What to do
Given the listing below, reproduce all of it exactly.
(Data records begins)
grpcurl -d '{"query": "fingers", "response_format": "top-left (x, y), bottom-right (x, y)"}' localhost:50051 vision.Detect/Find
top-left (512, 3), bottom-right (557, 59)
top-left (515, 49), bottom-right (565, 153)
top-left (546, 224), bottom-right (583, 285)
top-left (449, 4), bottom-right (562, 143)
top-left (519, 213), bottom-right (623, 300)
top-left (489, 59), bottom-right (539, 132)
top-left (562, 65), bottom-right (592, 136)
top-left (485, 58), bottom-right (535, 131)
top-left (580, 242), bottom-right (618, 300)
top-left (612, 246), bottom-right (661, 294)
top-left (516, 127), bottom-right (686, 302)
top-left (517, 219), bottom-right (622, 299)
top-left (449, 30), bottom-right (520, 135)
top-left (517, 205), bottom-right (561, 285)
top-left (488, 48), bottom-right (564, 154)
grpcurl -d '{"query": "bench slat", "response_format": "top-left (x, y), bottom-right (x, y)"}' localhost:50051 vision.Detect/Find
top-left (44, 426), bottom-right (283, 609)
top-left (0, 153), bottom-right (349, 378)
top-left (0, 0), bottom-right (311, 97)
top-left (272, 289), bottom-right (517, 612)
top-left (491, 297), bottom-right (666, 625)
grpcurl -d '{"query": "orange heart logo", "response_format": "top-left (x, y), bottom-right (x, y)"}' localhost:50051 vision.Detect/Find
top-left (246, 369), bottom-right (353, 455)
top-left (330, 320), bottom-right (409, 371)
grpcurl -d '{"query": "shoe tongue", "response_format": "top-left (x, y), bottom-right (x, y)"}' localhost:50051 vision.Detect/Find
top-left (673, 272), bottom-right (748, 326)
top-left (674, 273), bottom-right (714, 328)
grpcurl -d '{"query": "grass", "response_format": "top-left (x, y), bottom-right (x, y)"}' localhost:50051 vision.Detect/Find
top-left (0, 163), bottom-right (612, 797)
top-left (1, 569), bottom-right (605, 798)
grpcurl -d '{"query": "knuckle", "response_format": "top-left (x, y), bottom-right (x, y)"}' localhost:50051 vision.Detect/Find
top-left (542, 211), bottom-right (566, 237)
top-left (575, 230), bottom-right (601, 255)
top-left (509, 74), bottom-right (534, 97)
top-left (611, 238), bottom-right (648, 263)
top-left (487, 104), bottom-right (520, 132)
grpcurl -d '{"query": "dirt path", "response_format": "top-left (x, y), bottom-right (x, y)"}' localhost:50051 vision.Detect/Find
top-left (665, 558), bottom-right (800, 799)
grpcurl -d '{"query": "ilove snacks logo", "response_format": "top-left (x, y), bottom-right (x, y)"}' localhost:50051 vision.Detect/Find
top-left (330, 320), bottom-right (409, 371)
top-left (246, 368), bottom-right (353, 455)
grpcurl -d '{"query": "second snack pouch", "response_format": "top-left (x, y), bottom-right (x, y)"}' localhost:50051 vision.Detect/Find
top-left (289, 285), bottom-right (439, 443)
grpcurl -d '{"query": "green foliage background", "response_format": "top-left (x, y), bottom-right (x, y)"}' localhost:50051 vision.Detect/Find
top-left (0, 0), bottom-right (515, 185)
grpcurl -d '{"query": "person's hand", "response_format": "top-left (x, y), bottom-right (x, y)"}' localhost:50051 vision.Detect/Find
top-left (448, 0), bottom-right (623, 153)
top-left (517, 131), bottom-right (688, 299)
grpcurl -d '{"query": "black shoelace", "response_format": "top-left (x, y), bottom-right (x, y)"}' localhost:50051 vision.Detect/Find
(Data records ends)
Finished exercise
grpcurl -d '{"query": "fingers", "response_format": "top-left (x, y), bottom-right (x, y)"}' localhost:50051 vision.Detect/Find
top-left (512, 3), bottom-right (557, 59)
top-left (515, 49), bottom-right (565, 153)
top-left (546, 224), bottom-right (583, 285)
top-left (449, 4), bottom-right (562, 143)
top-left (519, 213), bottom-right (623, 300)
top-left (489, 59), bottom-right (539, 132)
top-left (562, 65), bottom-right (592, 136)
top-left (485, 58), bottom-right (535, 131)
top-left (580, 242), bottom-right (618, 300)
top-left (612, 246), bottom-right (661, 294)
top-left (516, 127), bottom-right (686, 302)
top-left (517, 219), bottom-right (622, 299)
top-left (449, 30), bottom-right (520, 135)
top-left (517, 205), bottom-right (561, 285)
top-left (488, 48), bottom-right (564, 154)
grpcurl -d '{"query": "bench slat", "response_format": "top-left (x, y), bottom-right (x, y)"}' localhost:50051 vision.Detect/Find
top-left (44, 426), bottom-right (283, 609)
top-left (0, 153), bottom-right (349, 378)
top-left (0, 0), bottom-right (311, 97)
top-left (272, 289), bottom-right (517, 612)
top-left (491, 297), bottom-right (666, 625)
grpcurl -d '{"query": "orange heart logo", "response_format": "top-left (x, y), bottom-right (x, y)"}' localhost:50051 vision.Detect/Find
top-left (246, 369), bottom-right (353, 455)
top-left (330, 320), bottom-right (409, 371)
grpcurl -d '{"query": "shoe tongue", "response_format": "top-left (x, y), bottom-right (x, y)"}' localhost:50051 vision.Detect/Find
top-left (673, 272), bottom-right (748, 326)
top-left (674, 273), bottom-right (714, 328)
grpcurl -d '{"query": "grass", "response_format": "top-left (x, y), bottom-right (x, y)"}' localhost:50051 vision.Detect/Find
top-left (0, 163), bottom-right (612, 797)
top-left (1, 569), bottom-right (605, 798)
grpcurl -d '{"query": "knuckle", "response_format": "top-left (x, y), bottom-right (x, y)"}' localhost:50051 vision.Detect/Find
top-left (542, 211), bottom-right (566, 237)
top-left (575, 230), bottom-right (601, 255)
top-left (509, 74), bottom-right (534, 97)
top-left (611, 238), bottom-right (648, 263)
top-left (487, 104), bottom-right (520, 132)
grpcurl -d '{"query": "dirt path", "response_format": "top-left (x, y), bottom-right (x, y)"}' localhost:50051 vision.Detect/Find
top-left (665, 558), bottom-right (800, 799)
grpcurl -d '{"query": "ilove snacks logo", "response_format": "top-left (x, y), bottom-right (x, y)"}' localhost:50051 vision.Detect/Find
top-left (330, 320), bottom-right (409, 371)
top-left (246, 368), bottom-right (353, 455)
grpcurl -d '{"query": "second snack pouch", "response_format": "top-left (x, y), bottom-right (x, y)"}' localhost:50051 vision.Detect/Find
top-left (289, 285), bottom-right (439, 443)
grpcurl -d '{"query": "green foliage background", "response_format": "top-left (x, y), bottom-right (x, y)"}' localhost:50051 vision.Detect/Find
top-left (0, 0), bottom-right (515, 185)
grpcurl -d '{"query": "person's hand", "response_format": "top-left (x, y), bottom-right (x, y)"}' localhost:50051 vision.Detect/Find
top-left (448, 0), bottom-right (623, 153)
top-left (517, 131), bottom-right (688, 299)
grpcurl -d '{"query": "black shoelace", "response_format": "top-left (x, y), bottom-right (x, y)"}' localhost:50051 vision.Detect/Find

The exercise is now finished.